■ What you are asked to do:
Please return the lines, both ends included, that run from the one containing "Exercise. Mark every instance of the red circle" to the last line of the data below, exactly and alone.

■ Stored data:
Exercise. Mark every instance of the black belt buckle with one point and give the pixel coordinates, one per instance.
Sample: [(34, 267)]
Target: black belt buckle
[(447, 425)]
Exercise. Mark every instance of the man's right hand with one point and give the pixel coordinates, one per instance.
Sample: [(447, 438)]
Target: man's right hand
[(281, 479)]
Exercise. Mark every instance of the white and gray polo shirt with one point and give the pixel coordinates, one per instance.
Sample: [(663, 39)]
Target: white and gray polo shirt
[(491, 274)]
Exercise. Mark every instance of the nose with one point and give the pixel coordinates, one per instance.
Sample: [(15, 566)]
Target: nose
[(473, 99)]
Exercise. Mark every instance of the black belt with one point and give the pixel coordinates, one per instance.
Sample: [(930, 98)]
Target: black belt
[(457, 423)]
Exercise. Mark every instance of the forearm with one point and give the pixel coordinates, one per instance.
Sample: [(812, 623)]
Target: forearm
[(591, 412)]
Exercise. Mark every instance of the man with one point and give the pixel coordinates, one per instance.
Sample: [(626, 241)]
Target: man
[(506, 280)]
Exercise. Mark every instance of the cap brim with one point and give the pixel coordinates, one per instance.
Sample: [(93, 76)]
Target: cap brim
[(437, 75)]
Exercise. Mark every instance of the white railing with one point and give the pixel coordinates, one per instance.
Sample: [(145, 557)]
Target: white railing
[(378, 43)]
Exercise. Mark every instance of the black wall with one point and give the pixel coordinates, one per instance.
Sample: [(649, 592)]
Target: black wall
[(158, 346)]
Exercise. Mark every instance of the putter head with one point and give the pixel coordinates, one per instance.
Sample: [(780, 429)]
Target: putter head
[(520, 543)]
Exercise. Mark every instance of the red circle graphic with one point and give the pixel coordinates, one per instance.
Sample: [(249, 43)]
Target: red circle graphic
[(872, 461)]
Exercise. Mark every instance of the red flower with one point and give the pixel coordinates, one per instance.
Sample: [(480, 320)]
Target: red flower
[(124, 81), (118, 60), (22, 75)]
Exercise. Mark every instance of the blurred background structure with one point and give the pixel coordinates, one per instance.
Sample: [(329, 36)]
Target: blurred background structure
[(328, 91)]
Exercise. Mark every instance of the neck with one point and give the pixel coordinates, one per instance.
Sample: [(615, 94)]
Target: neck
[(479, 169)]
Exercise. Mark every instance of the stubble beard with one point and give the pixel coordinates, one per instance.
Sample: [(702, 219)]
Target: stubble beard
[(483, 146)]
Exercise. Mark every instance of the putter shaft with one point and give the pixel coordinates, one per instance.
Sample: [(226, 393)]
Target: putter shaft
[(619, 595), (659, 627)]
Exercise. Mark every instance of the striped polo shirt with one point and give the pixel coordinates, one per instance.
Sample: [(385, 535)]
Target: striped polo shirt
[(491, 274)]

■ Final answer:
Exercise. Mark every instance of the red circle graphic with one point and give the pixel coordinates, one per instance.
Sample: [(249, 43)]
Target: red circle graphic
[(872, 461)]
Exercise. Mark every instance of the red flower with one point and give the pixel coordinates, one per instance.
Sample: [(480, 320)]
Target: red flower
[(124, 81), (118, 60), (22, 75)]
Exercise. Mark every instance of the blurred background structure with one point and give the pixel coordinates, one per instance.
Sample: [(329, 36)]
Target: blurred background structure
[(328, 91)]
Exercise. Mark every instance of the neck with one point and give the pixel coordinates, one per instance.
Sample: [(615, 94)]
Target: neck
[(479, 169)]
Exercise. Mark every instance of the stubble beard with one point and give the pixel coordinates, one per instance.
Sample: [(702, 219)]
Target: stubble beard
[(483, 146)]
Exercise. Mark every instance of the putter shaft with one point and give the pixel coordinates, one per instance.
Sample: [(226, 393)]
Target: putter shaft
[(619, 595), (659, 627)]
Exercise. Mark every instance of the striped polo shirt with one point and give the pixel coordinates, one per instance.
Sample: [(385, 535)]
Target: striped polo shirt
[(491, 274)]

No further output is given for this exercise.